Problem description: On how many lines of the data below does the word "shirt" appear? Reply with the number only.

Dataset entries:
· · · ·
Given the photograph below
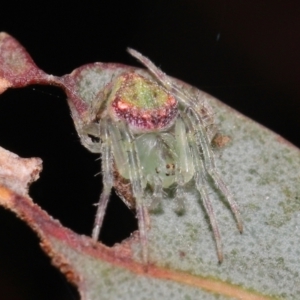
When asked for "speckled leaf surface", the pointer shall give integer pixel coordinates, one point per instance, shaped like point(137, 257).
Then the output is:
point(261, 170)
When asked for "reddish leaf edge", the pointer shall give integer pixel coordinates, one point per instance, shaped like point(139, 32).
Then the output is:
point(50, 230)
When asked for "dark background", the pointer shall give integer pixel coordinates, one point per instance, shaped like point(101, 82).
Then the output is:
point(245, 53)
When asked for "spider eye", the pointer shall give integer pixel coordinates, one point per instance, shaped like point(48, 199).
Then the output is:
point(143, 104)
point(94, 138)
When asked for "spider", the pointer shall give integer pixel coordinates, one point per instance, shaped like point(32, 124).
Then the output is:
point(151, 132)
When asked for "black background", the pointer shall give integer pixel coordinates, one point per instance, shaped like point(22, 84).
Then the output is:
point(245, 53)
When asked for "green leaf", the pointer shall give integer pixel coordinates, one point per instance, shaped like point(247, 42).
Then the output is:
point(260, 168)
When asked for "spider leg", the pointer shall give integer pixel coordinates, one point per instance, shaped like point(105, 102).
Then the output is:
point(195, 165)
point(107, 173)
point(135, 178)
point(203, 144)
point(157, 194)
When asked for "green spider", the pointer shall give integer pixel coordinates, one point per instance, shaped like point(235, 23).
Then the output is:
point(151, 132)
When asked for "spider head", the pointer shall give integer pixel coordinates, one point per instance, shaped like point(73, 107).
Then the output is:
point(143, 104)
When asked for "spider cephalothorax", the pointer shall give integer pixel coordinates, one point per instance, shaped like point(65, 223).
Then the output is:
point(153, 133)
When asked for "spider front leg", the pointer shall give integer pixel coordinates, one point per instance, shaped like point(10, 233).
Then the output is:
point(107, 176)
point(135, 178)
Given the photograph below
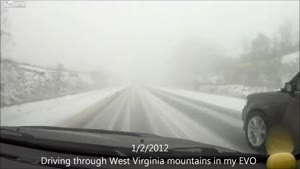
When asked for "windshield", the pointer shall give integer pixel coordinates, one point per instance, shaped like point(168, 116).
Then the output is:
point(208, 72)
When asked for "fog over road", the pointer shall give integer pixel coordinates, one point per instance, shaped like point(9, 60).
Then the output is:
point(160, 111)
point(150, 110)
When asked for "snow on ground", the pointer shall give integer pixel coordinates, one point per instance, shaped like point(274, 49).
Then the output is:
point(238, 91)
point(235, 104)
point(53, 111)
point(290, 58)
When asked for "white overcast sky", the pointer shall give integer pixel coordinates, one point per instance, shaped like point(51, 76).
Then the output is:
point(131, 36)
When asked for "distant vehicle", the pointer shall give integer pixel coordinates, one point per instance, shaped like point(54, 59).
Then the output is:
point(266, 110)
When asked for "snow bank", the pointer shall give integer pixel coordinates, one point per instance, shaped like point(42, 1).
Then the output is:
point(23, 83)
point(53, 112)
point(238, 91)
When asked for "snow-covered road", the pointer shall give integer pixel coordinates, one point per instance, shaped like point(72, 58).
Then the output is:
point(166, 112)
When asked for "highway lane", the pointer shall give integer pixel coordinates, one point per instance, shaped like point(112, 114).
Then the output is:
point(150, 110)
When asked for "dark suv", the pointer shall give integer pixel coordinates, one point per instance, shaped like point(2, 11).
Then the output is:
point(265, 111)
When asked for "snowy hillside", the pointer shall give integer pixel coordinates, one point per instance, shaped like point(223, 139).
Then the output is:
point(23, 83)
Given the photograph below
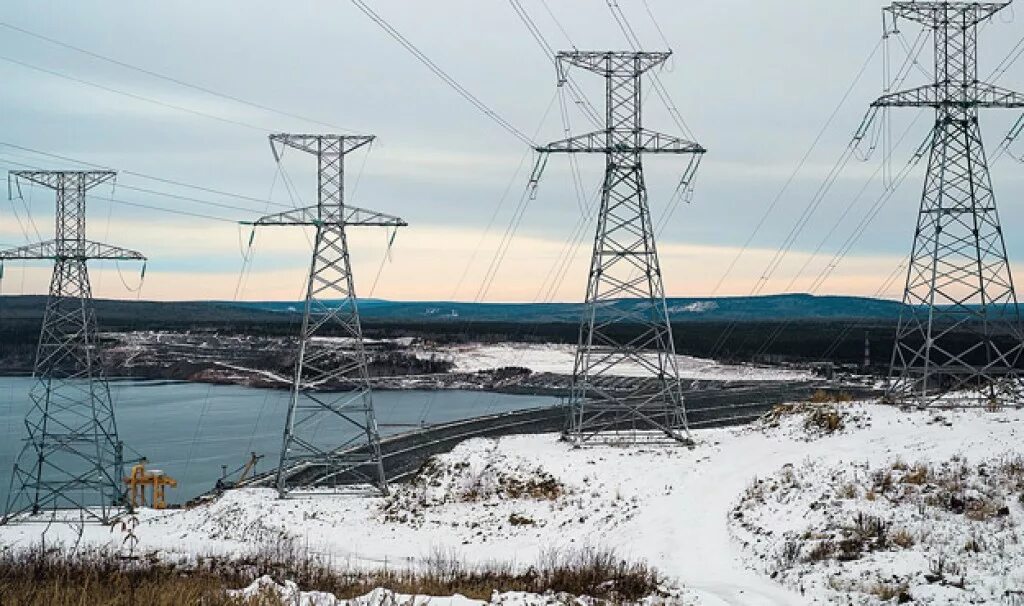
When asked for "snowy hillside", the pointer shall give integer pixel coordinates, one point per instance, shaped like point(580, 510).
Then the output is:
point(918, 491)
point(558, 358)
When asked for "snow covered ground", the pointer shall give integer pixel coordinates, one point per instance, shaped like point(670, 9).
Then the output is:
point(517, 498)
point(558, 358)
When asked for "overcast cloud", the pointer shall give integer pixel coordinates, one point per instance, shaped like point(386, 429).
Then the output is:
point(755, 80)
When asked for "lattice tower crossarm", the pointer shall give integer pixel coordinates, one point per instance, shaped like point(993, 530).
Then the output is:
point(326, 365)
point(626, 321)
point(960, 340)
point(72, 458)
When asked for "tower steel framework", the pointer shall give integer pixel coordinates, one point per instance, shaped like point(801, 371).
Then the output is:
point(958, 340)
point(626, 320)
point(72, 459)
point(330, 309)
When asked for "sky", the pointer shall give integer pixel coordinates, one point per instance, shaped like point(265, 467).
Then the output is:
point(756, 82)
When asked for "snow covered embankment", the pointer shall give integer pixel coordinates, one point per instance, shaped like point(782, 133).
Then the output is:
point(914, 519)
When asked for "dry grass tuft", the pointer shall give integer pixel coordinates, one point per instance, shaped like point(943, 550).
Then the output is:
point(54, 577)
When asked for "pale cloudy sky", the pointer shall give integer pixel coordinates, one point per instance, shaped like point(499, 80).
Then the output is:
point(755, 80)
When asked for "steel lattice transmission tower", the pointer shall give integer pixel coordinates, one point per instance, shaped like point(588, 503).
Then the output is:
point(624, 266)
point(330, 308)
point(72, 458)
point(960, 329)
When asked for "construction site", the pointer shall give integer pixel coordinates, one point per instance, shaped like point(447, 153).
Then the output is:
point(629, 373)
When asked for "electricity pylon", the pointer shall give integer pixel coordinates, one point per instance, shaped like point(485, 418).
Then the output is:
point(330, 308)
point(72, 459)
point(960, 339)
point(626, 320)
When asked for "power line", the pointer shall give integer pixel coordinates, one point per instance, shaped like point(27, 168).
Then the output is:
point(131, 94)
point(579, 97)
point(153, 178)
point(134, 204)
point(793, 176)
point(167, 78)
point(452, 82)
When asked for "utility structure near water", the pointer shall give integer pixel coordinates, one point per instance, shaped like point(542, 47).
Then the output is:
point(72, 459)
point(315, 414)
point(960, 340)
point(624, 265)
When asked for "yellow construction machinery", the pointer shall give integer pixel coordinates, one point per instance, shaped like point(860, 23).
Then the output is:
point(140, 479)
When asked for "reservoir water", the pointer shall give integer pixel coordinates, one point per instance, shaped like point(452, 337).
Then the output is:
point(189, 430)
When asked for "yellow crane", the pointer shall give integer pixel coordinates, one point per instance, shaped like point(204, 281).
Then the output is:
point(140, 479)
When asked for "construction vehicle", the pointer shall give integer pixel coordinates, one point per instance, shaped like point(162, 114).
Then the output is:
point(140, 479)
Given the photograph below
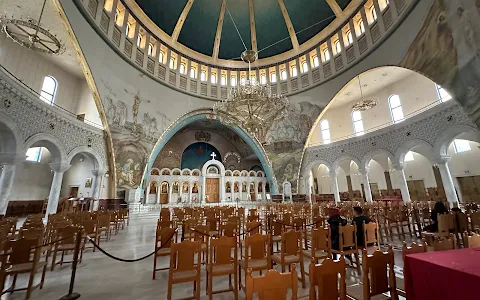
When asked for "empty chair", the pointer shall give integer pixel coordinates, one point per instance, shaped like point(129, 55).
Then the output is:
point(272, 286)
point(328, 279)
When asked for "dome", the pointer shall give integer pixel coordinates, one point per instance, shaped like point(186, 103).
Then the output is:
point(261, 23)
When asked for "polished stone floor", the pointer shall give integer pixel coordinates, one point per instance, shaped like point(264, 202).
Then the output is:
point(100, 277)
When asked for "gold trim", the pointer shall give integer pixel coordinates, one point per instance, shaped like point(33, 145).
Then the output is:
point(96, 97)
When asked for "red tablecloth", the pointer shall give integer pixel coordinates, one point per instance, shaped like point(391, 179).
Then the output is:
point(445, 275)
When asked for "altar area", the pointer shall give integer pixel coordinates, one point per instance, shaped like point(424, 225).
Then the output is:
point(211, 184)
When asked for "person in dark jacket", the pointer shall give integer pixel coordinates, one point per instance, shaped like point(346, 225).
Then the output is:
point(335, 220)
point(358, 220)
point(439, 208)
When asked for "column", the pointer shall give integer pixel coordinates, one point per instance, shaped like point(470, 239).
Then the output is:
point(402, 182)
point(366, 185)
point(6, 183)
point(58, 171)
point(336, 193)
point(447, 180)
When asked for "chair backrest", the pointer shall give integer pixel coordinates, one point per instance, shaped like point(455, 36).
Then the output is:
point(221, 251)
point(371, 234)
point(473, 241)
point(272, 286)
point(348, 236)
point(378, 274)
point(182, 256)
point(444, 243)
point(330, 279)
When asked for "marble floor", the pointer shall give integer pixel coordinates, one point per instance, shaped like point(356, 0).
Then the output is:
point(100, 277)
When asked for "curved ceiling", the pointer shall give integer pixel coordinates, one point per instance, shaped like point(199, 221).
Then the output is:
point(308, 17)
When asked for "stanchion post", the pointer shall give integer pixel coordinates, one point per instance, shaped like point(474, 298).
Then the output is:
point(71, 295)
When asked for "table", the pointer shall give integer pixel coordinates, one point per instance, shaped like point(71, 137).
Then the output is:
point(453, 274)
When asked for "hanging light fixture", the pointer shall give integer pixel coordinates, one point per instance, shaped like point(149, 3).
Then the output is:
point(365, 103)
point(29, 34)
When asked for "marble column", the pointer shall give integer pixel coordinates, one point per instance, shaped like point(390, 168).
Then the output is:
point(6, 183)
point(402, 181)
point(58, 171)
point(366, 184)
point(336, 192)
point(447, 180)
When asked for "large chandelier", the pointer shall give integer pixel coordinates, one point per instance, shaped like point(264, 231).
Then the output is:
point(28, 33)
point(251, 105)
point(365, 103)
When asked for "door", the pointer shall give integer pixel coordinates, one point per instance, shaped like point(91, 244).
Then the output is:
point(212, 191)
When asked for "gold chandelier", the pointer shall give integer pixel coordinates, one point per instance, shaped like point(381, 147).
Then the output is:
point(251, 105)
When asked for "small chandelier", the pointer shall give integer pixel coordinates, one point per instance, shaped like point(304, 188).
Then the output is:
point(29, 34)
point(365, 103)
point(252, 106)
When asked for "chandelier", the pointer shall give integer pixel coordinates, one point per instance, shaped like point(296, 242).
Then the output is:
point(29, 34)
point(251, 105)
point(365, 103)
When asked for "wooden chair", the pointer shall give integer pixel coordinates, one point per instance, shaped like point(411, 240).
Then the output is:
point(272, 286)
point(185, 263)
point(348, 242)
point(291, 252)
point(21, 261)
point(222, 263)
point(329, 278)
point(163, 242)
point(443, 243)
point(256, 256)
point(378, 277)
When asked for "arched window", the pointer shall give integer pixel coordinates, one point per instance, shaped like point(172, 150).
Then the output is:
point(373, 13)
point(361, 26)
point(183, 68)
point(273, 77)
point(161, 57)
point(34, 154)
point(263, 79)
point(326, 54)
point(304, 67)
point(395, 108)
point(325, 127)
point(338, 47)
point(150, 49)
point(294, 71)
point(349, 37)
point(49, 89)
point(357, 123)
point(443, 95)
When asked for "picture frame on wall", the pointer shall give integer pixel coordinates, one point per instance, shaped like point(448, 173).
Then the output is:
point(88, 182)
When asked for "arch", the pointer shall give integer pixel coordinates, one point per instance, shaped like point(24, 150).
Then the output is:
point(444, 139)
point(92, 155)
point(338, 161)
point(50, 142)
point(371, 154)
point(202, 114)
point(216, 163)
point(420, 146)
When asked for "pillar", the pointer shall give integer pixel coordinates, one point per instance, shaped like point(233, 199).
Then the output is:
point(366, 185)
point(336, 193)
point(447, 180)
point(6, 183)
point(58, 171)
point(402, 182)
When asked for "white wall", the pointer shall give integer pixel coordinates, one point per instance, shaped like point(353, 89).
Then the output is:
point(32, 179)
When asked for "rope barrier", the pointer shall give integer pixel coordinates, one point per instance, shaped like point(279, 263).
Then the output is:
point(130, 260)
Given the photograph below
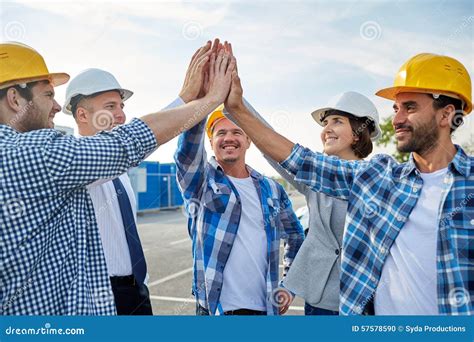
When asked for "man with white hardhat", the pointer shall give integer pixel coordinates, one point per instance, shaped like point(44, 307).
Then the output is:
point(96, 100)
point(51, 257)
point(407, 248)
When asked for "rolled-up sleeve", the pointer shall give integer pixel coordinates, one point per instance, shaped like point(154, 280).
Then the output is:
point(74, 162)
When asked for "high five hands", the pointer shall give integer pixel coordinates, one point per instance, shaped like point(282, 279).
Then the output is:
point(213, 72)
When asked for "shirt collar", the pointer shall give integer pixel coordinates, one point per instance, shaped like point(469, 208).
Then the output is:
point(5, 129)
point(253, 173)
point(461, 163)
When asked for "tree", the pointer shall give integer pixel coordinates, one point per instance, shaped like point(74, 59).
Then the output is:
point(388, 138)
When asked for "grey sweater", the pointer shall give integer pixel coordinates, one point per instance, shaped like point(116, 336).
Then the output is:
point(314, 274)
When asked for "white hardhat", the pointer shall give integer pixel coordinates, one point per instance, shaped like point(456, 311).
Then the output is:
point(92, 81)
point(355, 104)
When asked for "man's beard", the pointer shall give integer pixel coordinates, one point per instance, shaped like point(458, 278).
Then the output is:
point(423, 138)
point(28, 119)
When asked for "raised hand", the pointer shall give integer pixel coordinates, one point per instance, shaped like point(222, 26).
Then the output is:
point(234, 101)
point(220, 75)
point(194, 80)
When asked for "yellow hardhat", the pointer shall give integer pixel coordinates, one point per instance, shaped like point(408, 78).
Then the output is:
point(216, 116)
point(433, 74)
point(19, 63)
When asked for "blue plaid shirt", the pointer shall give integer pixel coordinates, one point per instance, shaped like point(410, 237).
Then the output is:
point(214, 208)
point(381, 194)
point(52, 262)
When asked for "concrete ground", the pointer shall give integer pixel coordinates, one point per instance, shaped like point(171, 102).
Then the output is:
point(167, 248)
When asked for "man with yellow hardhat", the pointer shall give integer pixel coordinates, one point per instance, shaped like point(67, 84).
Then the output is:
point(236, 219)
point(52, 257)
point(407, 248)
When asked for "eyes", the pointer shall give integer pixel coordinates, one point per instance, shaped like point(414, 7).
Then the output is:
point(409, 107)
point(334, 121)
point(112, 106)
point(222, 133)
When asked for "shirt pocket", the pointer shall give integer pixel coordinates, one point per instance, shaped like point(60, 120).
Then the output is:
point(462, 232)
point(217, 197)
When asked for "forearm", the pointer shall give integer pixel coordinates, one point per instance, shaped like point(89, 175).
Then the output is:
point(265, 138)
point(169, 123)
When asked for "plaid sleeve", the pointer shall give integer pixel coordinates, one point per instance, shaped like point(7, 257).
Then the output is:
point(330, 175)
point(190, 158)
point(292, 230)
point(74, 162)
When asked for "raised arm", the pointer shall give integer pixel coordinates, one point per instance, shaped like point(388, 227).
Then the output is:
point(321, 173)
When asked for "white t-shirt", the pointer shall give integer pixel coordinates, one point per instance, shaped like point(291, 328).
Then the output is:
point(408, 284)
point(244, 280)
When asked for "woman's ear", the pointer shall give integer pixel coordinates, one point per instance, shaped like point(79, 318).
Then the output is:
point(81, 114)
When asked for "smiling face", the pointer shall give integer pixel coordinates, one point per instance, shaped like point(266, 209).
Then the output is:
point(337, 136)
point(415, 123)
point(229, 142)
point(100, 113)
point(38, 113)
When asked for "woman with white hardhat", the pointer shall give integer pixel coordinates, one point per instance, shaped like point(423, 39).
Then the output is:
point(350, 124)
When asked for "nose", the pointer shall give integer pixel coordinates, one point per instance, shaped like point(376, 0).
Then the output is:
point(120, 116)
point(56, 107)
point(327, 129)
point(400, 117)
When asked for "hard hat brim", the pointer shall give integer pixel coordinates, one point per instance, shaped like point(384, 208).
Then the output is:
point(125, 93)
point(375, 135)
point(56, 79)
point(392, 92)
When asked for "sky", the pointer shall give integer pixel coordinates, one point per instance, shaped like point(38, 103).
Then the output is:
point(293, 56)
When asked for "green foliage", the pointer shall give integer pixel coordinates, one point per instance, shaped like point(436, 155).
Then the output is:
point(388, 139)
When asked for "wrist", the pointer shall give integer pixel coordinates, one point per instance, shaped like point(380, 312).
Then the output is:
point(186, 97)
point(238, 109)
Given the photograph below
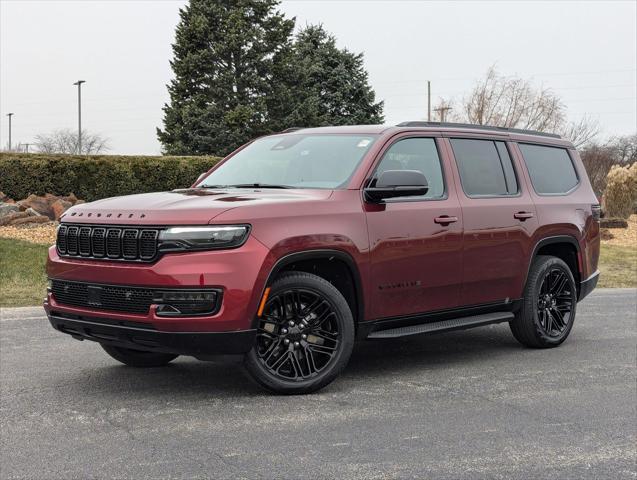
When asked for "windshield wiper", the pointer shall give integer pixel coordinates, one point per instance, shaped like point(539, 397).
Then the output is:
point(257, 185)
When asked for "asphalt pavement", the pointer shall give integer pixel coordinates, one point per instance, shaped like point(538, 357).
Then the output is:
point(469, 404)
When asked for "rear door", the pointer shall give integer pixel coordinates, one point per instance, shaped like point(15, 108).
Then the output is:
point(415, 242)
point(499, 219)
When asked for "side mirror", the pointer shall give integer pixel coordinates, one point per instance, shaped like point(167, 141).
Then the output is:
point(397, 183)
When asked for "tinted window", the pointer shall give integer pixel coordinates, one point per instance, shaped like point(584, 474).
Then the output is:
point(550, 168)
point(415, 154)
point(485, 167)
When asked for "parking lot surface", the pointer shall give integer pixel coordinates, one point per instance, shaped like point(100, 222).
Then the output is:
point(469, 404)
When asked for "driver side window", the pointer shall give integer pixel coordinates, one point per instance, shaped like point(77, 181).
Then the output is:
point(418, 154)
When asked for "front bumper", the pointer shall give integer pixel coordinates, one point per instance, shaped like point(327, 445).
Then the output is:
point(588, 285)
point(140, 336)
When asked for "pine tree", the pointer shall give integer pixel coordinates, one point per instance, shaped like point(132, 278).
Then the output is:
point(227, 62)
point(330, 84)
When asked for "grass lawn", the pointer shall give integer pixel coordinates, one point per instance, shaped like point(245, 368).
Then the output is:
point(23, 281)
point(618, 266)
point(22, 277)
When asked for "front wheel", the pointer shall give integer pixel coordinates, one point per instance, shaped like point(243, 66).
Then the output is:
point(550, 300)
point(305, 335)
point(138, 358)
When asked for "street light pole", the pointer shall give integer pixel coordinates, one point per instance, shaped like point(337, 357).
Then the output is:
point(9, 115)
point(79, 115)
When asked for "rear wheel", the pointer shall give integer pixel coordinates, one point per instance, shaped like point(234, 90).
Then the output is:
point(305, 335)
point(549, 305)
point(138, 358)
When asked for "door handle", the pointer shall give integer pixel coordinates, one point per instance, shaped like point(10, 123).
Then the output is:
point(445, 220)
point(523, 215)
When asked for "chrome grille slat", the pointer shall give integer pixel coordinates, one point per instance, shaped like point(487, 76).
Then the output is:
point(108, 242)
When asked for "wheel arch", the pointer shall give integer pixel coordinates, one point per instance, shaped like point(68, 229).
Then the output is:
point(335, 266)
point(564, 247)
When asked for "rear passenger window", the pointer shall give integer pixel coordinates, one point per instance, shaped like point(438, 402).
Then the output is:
· · · ·
Answer to the problem: 4